Text shown:
- - - - -

The appropriate standard for determining whether summary judgment is proper is whether there is a genuine issue of material fact for trial, and whether the moving party is entitled to judgment as a matter of law. Fed.R.Civ.Pro. 56. By necessity, a plaintiff must make out a prima facie case in order to avoid summary judgment. In the instant case, this means that the plaintiff must show that a genuine issue exists on whether the Board discriminated against the plaintiff because of his age. Establishing a prima facie case, however, does not always suffice for a plaintiff to survive a motion for summary judgment in an ADEA case. Pace v. Southern Railway System, 701 F.2d 1383, 1391 (11th Cir.1983) cert. denied --- U.S. ----, 104 S. Ct. 549, 78 L. Ed. 2d 724 (1983); Simmons v. McGuffey Nursing Home, Inc., 619 F.2d 369, 371 (5th Cir.1980).
This court in Pace, supra, stated:
A plaintiff, when faced with a motion for summary judgment, cannot rely on attenuated possibilities that a jury would infer a discriminatory motive, but rather must come forward with sufficient evidence to establish a prima facie case and respond sufficiently to any rebuttal by the defendant to create a genuine issue of material fact. Even where a prima facie case has been established but the defendant has rebutted with a proffer of legitimate, nondiscriminatory reasons for the discharge, a genuine issue of material fact is not automatically presented.

- - - - -

Pointing data excerpts:

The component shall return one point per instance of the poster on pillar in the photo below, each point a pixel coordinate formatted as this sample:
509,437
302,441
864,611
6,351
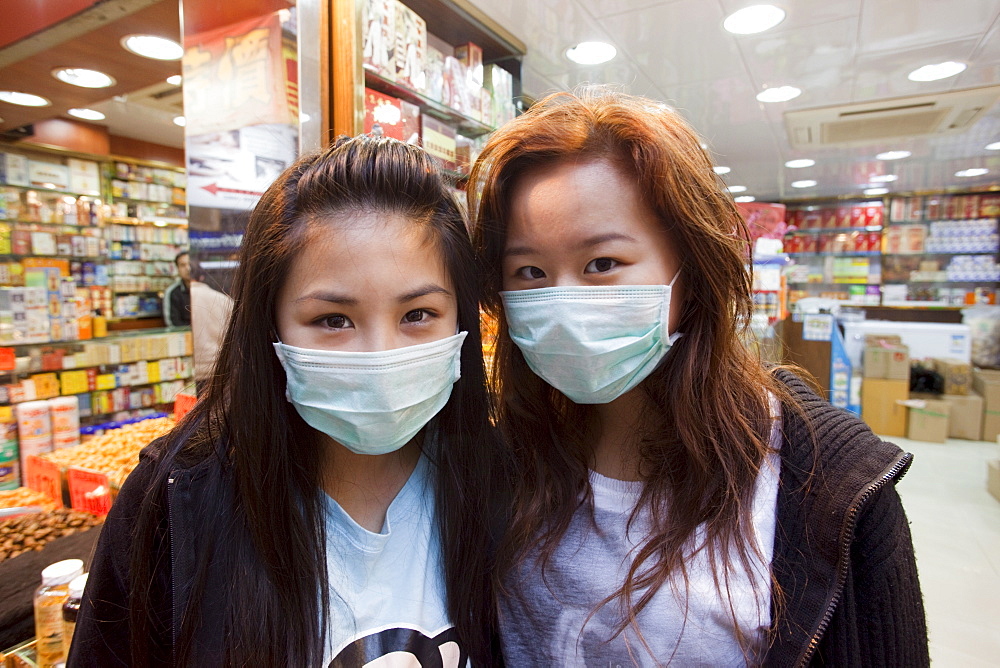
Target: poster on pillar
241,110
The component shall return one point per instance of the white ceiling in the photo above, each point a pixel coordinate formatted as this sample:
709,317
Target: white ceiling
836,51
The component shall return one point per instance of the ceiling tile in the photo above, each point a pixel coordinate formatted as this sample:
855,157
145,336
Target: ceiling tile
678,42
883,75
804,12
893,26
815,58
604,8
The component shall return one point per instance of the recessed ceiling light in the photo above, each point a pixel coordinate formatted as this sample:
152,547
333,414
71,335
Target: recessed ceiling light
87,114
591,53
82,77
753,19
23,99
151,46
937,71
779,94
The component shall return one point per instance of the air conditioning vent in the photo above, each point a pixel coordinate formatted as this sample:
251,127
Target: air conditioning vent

- - - - -

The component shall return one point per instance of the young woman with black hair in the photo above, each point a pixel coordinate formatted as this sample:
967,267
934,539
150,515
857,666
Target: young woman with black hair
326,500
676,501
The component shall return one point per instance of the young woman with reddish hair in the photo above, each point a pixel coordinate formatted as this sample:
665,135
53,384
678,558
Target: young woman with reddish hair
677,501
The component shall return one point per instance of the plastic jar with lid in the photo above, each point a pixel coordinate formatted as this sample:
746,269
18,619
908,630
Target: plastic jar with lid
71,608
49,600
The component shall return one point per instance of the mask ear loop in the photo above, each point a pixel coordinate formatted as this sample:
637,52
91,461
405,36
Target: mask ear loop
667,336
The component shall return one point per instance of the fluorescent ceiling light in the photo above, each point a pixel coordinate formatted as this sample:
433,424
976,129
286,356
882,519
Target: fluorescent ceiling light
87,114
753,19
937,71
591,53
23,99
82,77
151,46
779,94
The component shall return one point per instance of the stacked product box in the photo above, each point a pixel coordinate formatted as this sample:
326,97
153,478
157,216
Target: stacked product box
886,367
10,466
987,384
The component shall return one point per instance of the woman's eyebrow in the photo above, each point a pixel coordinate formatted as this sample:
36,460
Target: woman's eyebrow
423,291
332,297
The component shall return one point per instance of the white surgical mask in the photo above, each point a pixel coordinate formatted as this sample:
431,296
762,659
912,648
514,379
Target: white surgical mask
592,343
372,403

- - - - -

To-do list:
1) Translate this sentence from the passage on summary judgment into Spanish: "By necessity, a plaintiff must make out a prima facie case in order to avoid summary judgment."
2) Resume the passage on summary judgment after its last sentence.
The records have no connection to the passage on summary judgment.

Solved problems:
1) Por necesidad, el demandante debe establecer un caso prima facie para evitar una sentencia sumaria.

2)
701 F.2d at 1391. The only evidence offered by Palmer in opposition to the motion for summary judgment is that he is within the protected age group; that he is qualified for the position; that his contract was not renewed; and that the Board hired someone outside the protected age group. Palmer makes no argument that there is statistical proof of a pattern of age discrimination. He offers no other direct or circumstantial evidence of age discrimination. Palmer's own argument demonstrates that the Board's decision was based on its consideration of the affirmative action plan and possibly race, but not age. In his brief, Palmer states, "The undisputed facts before the court rendered inescapable the inference and ultimate conclusion that Palmer was terminated from his employment so that the College could hire a black employee." Indeed the ADEA claim appears to have been prompted solely because Palmer was in the protected age group and Spaulding was not. This court has rejected the argument that "as a matter of law a prima facie case is established if a plaintiff simply shows he is in the protected group, was adversely affected by an employment decision, was qualified and was replaced by one younger than himself." Pace, supra, 701 F.2d at 1390. "The possibility of a jury drawing a contrary inference sufficient to create a dispute as to a material fact does not reify to the point even of a thin vapor capable of being seen or realized by a reasonable jury." Pace, supra, 701 F.2d at 1391, citing Simmons v. McGuffey Nursing Home, Inc., 619 F.2d 369, 371 (5th Cir.1980). The trial court did not err in granting the Board's motion for directed verdict directed to the ADEA claim.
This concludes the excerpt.